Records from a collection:
==================================================

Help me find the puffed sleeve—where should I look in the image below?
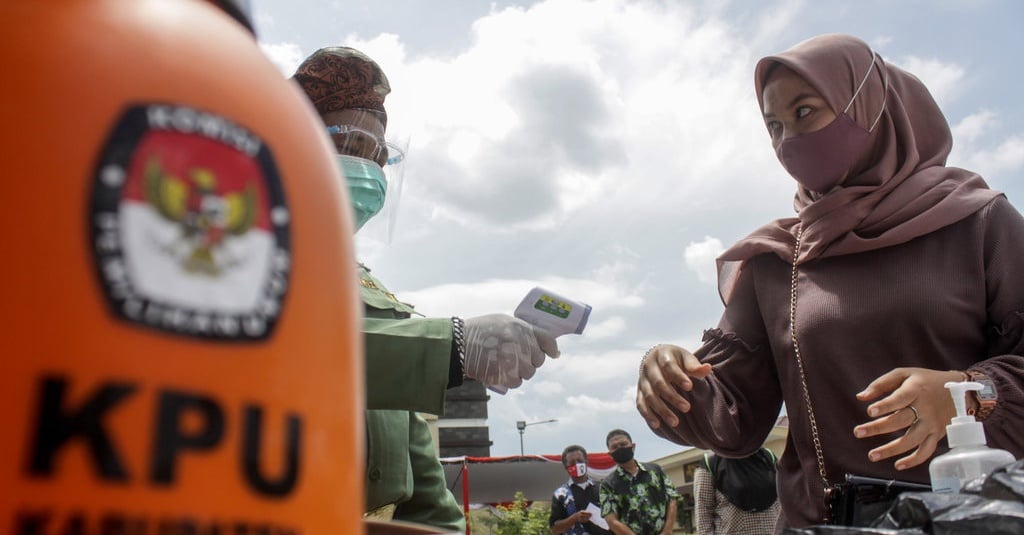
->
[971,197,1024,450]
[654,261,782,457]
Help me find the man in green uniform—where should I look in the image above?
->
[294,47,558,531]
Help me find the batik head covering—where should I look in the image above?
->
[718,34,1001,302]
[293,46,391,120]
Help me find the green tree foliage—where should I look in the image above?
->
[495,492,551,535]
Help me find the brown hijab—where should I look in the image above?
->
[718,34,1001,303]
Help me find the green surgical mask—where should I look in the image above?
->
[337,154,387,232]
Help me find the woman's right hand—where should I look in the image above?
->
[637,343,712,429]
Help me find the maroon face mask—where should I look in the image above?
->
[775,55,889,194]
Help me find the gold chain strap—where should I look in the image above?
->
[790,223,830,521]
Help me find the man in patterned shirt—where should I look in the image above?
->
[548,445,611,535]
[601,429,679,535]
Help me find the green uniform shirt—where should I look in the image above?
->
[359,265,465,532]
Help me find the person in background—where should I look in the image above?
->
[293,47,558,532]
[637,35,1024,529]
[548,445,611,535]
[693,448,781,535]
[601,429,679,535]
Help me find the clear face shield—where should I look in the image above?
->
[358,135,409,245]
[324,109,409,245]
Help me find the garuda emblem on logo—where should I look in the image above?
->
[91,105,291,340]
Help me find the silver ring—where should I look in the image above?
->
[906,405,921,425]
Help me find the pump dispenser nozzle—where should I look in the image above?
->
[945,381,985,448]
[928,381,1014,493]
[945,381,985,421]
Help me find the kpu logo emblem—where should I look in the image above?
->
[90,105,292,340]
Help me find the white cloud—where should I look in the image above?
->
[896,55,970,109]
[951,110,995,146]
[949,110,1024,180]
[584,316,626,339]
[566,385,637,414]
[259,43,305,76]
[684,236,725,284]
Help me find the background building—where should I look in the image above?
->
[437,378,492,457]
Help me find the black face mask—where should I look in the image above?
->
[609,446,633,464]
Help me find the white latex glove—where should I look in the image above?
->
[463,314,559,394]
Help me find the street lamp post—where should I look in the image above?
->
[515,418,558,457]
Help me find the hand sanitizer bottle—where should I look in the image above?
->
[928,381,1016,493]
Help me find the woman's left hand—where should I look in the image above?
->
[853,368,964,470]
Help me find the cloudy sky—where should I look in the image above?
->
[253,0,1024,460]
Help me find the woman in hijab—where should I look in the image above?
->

==================================================

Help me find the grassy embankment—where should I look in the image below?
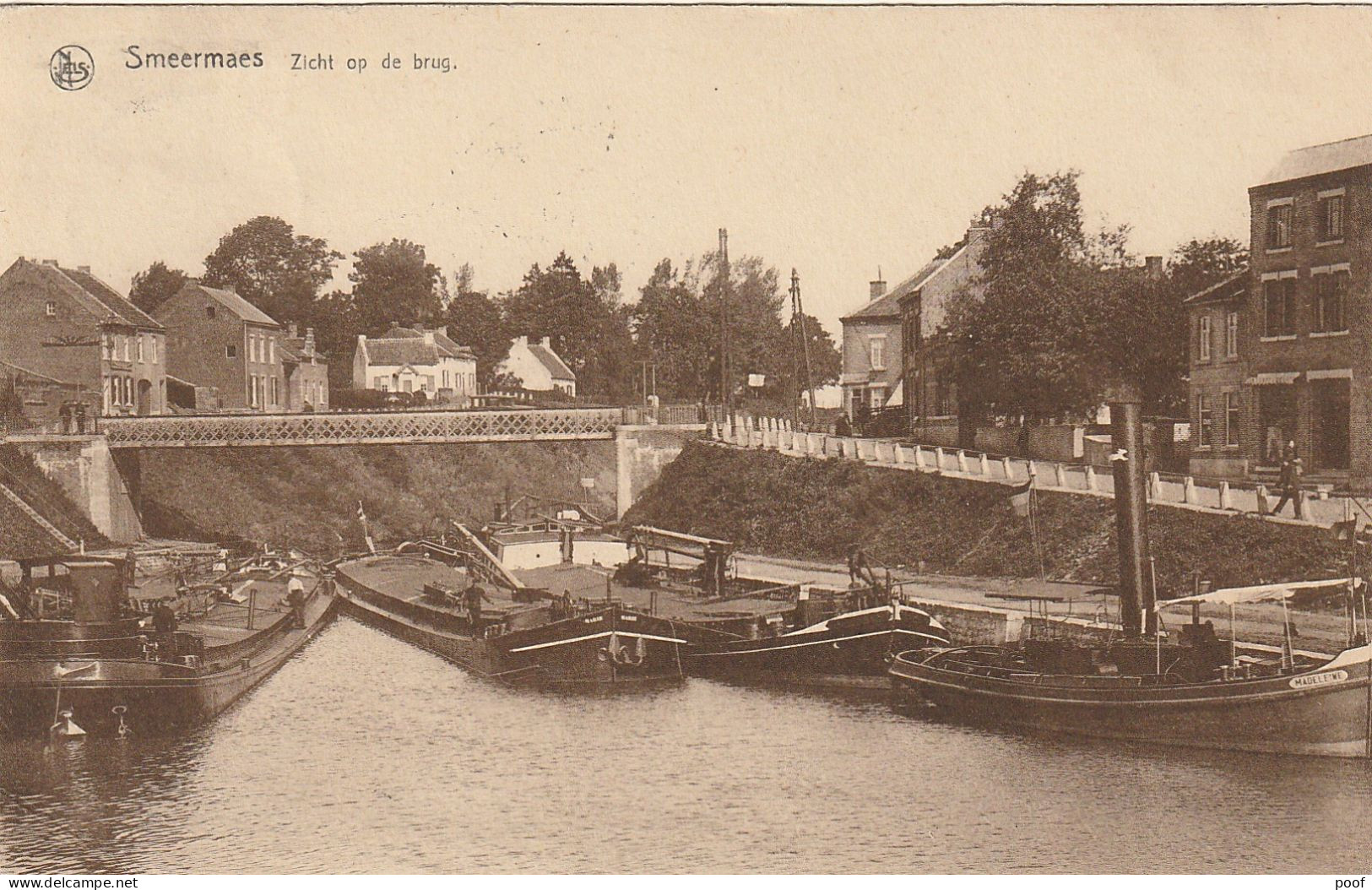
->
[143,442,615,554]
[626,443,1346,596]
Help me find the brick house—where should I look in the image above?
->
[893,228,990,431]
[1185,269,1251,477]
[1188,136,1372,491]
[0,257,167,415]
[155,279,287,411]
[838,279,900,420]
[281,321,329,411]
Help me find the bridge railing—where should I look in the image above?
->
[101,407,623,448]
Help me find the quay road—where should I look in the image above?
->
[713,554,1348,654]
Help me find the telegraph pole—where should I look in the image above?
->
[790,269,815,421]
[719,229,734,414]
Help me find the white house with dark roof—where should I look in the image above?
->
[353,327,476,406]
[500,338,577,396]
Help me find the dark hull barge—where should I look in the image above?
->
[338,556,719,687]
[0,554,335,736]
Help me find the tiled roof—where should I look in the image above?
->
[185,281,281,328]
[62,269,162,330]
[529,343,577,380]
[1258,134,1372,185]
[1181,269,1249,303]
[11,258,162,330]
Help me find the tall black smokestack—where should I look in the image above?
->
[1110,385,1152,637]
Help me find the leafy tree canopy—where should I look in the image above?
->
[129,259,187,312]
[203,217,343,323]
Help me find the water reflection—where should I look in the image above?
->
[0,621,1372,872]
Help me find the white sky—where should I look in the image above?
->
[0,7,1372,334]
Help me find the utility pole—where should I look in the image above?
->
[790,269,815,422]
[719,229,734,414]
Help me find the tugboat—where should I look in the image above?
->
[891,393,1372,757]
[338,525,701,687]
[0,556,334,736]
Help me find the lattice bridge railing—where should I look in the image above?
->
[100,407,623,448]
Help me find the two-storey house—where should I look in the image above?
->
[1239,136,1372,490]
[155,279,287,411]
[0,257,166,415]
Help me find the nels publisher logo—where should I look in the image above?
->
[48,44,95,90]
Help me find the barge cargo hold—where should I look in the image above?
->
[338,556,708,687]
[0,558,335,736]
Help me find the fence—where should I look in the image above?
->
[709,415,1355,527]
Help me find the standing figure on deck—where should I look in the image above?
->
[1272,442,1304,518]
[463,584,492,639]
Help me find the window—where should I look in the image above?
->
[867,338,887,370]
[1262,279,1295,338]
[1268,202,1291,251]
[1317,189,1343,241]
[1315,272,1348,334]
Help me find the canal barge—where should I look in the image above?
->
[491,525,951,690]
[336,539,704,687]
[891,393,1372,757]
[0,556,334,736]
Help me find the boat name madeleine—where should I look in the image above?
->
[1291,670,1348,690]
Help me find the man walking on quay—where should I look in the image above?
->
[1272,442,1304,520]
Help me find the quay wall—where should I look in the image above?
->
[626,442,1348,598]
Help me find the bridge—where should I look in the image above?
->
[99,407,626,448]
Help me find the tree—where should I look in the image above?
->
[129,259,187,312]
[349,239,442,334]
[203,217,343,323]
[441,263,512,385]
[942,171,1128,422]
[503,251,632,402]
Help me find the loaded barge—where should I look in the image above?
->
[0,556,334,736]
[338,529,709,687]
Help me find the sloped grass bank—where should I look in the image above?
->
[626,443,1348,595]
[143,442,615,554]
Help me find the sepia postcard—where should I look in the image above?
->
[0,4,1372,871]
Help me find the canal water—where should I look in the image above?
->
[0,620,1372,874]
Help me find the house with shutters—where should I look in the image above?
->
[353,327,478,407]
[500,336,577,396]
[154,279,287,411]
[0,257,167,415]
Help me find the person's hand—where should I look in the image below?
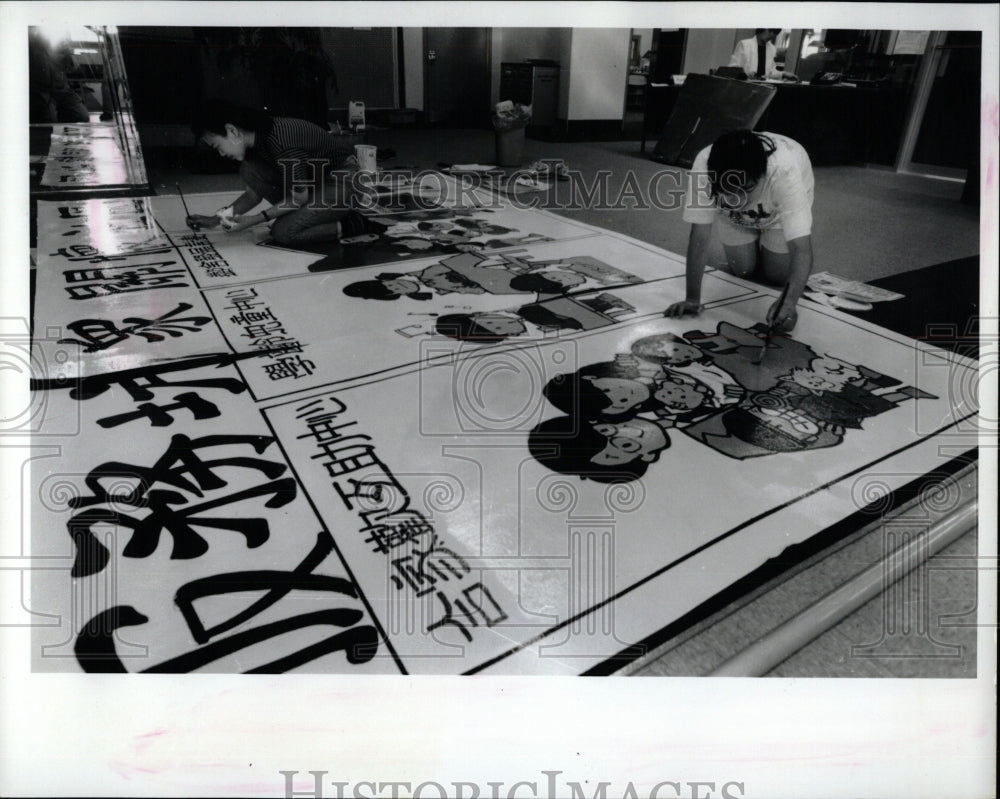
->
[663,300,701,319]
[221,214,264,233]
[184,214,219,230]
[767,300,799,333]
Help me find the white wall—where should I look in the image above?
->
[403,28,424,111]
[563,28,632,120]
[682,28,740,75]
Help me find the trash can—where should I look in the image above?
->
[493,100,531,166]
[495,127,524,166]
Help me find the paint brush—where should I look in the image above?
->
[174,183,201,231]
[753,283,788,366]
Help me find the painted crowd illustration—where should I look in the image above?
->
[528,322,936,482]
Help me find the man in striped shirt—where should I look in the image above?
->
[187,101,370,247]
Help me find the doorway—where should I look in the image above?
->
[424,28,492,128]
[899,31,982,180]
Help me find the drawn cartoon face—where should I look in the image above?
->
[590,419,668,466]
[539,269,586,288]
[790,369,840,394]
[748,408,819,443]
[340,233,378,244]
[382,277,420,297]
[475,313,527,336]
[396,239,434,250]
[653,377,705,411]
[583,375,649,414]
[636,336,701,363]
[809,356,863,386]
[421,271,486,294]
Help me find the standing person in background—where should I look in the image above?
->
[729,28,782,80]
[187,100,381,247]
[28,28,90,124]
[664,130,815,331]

==================================================

Reproduce the rows in the part that opens with the line containing "Help me find the trash" and closes with the line containing "[421,271,486,294]", substituting "entryway" for "doorway" and keeping everything else the same.

Output for this task:
Help me find the trash can—where should I look in the image above?
->
[493,100,531,166]
[495,127,524,166]
Help me find the paint brush—where should I look in the image above?
->
[174,183,201,231]
[753,283,788,366]
Help me find the painted crowd illustration—where should I look in the image above?
->
[528,322,936,482]
Help me find the man in striped shirt—where should I look in the image above?
->
[187,101,370,247]
Help me find the entryway—where should I look in the image above?
->
[424,28,492,128]
[899,31,982,180]
Help me find the drawn cartoon face—where should I look in the image above?
->
[590,419,668,466]
[539,269,586,288]
[790,369,840,394]
[748,408,819,443]
[340,233,378,244]
[382,277,420,297]
[475,313,527,336]
[396,239,434,250]
[653,377,705,411]
[583,375,649,414]
[636,336,701,363]
[809,356,863,386]
[421,271,486,294]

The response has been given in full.